## [EXERCISE]
Give only the number of lines in the records that contain the word "slope".

Top of DATA FOR THE TASK

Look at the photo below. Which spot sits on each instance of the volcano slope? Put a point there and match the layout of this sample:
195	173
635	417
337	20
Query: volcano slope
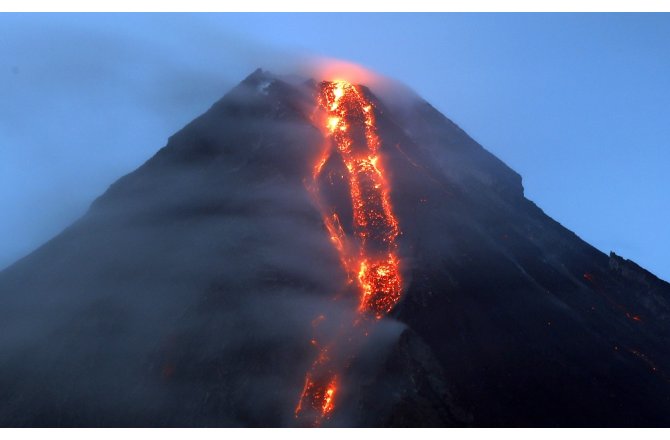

Bottom of DATA FOR THE TASK

## [RESULT]
2